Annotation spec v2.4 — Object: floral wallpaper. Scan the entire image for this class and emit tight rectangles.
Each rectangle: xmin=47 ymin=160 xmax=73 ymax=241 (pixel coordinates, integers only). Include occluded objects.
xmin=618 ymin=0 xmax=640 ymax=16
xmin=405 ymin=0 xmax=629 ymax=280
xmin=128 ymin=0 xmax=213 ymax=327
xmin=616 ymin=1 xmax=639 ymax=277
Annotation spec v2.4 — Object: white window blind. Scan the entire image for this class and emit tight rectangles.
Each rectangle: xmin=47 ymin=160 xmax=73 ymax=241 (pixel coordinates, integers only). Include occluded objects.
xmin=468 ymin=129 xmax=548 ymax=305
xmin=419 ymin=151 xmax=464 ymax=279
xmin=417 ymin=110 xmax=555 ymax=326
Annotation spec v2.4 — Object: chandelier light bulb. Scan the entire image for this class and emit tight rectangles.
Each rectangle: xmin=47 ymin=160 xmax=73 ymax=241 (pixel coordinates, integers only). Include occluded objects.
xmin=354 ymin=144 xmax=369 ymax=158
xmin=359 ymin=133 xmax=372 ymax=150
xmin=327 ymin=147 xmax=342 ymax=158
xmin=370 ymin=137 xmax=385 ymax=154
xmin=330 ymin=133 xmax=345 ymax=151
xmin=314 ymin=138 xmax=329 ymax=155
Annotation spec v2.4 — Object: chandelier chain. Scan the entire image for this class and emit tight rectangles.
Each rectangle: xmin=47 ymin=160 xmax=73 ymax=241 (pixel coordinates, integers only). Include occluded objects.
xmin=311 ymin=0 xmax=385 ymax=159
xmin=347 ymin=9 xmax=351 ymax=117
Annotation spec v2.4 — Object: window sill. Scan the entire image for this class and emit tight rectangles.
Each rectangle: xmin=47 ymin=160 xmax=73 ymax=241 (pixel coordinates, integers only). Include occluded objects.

* **EXERCISE AIM**: Where the word "Scan" is present in a line of the listing, copy that line.

* **ANSWER FOR THIS EXERCISE**:
Annotation spec v2.4 — Object: floral wallpaper. Scan the entire image for this class and emit tight rectangles.
Annotation spec v2.4 — Object: white window blind. Scan the entire image for this class and emit tight rectangles.
Annotation spec v2.4 — Object: chandelier light bulb. Scan the entire image for this class and emit tight rectangles.
Annotation spec v2.4 — Object: chandelier chain. Scan the entire image for this class and emit tight rectangles.
Annotation spec v2.4 — Object: window sill. Scan the entire image for this class and emit tight rectangles.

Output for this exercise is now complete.